> _What you should do_
Quote the items below word for word, leaving out the pictures.

##### Extracted material

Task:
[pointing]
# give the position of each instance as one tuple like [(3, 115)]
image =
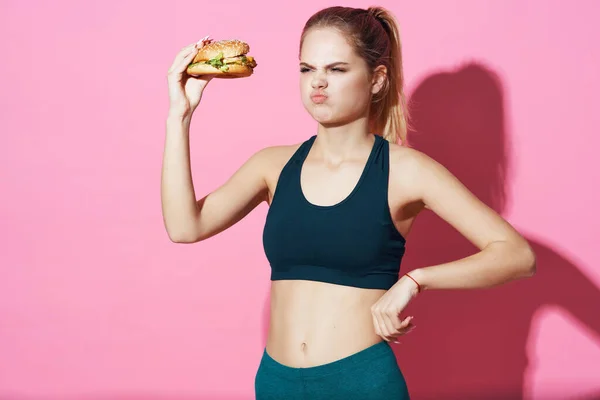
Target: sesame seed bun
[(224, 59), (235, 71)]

##########

> _Problem solution_
Task:
[pointing]
# give the position of each instance as one tuple like [(3, 115)]
image =
Target: sesame seed bun
[(224, 59), (235, 71)]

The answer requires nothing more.